(Dataset items)
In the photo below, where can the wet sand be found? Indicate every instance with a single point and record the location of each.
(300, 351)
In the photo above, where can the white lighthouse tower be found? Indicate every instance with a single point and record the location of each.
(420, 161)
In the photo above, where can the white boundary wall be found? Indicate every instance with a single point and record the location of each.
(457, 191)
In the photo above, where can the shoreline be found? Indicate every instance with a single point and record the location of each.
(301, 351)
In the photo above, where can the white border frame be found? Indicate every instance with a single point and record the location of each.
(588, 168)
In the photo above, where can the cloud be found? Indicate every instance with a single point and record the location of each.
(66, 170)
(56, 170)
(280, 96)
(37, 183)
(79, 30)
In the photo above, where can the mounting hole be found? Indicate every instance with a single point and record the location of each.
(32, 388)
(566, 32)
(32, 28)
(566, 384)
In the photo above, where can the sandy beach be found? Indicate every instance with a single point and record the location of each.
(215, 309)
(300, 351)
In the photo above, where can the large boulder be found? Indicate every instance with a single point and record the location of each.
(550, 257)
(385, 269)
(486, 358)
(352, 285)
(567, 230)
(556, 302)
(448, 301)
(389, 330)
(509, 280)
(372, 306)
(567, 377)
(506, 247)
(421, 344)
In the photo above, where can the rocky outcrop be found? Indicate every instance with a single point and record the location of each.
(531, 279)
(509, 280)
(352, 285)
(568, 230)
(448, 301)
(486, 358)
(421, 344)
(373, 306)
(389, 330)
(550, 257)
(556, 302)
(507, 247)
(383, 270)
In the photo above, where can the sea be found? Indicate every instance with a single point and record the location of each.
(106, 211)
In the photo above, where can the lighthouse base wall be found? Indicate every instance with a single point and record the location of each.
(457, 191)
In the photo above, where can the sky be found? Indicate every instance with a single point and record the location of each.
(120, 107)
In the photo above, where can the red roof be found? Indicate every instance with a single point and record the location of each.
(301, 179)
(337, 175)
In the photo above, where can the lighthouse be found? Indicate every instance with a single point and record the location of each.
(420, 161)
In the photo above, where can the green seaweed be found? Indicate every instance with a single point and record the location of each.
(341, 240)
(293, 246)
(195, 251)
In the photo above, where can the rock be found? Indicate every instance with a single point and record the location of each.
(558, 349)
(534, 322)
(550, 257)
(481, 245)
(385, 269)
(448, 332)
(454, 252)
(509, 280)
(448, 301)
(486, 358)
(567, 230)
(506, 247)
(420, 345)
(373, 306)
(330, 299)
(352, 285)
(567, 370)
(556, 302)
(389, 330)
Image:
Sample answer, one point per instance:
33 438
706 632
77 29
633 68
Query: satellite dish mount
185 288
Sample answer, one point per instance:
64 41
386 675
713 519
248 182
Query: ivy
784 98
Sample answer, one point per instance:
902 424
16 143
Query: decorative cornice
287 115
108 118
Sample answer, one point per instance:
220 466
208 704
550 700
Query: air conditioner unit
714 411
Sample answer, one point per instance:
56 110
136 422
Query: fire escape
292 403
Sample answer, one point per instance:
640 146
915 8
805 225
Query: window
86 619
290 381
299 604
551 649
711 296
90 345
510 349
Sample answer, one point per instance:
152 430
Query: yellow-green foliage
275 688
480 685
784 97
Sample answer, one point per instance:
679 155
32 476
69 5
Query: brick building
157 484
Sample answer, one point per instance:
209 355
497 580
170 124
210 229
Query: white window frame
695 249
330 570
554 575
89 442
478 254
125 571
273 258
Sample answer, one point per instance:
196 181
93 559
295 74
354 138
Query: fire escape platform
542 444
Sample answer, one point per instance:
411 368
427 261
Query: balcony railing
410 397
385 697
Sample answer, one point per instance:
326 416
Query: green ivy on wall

§ ACTIVITY:
Write the entries out once more, exactly as they appear.

§ ANSWER:
In the photo below, where can the wet sand be found? Indicate every instance with a single point and record the location of each.
(300, 351)
In the photo above, where can the white lighthouse tower be found? Indicate every instance with a single point and record the location of each.
(420, 161)
In the photo above, where can the white boundary wall be found? Indicate every instance with a single point and record the location of each.
(457, 191)
In the photo above, where can the shoreline be found? Indicate every instance with a single point and record the location of each.
(301, 351)
In the photo above, where can the white border frame be found? Indicate every instance with a single point and record the location of each.
(588, 168)
In the photo above, where can the cloud be found? Indicate every instance with a single point and record the location of each.
(66, 170)
(56, 170)
(280, 96)
(37, 183)
(79, 30)
In the photo above, where can the mounting hole be found? Indicate every instance with a single point and record the location of each.
(32, 388)
(566, 32)
(32, 28)
(566, 384)
In the photo above, where can the sandy beach be found? Indicate every instance with a single point and record the location of each.
(215, 309)
(300, 351)
In the photo above, where can the large boulder be found? Indicate every instance with a single point and record the location of each.
(550, 257)
(385, 269)
(486, 358)
(352, 285)
(567, 230)
(556, 302)
(448, 301)
(389, 330)
(509, 280)
(372, 306)
(567, 377)
(506, 247)
(421, 344)
In the photo above, where can the rocky outcrop be found? Indicate every instance with a single point and record the location of each.
(531, 279)
(509, 280)
(352, 285)
(568, 230)
(448, 301)
(486, 358)
(421, 344)
(373, 306)
(389, 330)
(550, 257)
(556, 302)
(507, 247)
(383, 270)
In the photo above, where can the sea be found? Indicate every instance with a single point and record the location of each.
(106, 211)
In the photo above, where can the lighthouse base wall be found? Indicate every instance with a single point and record the location of each.
(457, 191)
In the photo above, where can the sky be found? Indicate every instance with a single point and record the location of each.
(120, 107)
In the photo above, where can the red roof be found? Indicate every instance with a single point and record the location of each.
(301, 179)
(337, 175)
In the photo above, where can the lighthouse be found? Indicate every instance with a single point and record the location of each.
(420, 161)
In the photo above, where can the green seaweed be found? Indicate every instance with a single point and record the location of each.
(341, 240)
(293, 246)
(195, 251)
In the photo above, where can the rock be found? Indicate every instance with a single point and record the location of each.
(558, 349)
(534, 322)
(550, 257)
(481, 245)
(385, 269)
(448, 332)
(454, 252)
(509, 280)
(448, 301)
(486, 358)
(567, 230)
(506, 247)
(420, 345)
(373, 306)
(330, 299)
(352, 285)
(567, 370)
(556, 302)
(389, 330)
Image:
Sample answer, one point per instance:
33 438
706 632
77 29
633 68
Query: satellite dish mount
185 288
Sample answer, one point per instance:
64 41
386 675
713 519
248 182
Query: ivy
784 98
Sample answer, one point per instance:
902 424
16 143
Query: decorative cornice
287 115
108 118
Sample answer, one point per instance:
220 466
208 704
550 700
Query: air conditioner unit
714 411
Sample answer, one point per instance:
56 110
136 422
Query: fire escape
292 403
Sample answer, one point per instance:
640 146
915 8
805 225
Query: window
86 619
290 381
299 604
551 649
711 296
90 345
510 349
Sample answer, one point per instance:
152 430
Query: yellow-green foliage
275 688
480 685
784 97
Sample answer, one point per instance:
679 155
32 476
69 5
Query: brick building
157 484
Sample answer, one point per instance:
209 355
497 580
170 124
210 229
Query: white window frame
695 249
330 570
554 575
89 442
478 254
125 571
273 258
Sample answer, one point per instance:
196 181
93 559
295 74
354 138
Query: fire escape platform
542 444
Sample answer, one point per instance:
411 368
427 261
Query: balcony railing
410 397
385 697
Sample answer, one point per instance:
326 416
Query: green ivy on wall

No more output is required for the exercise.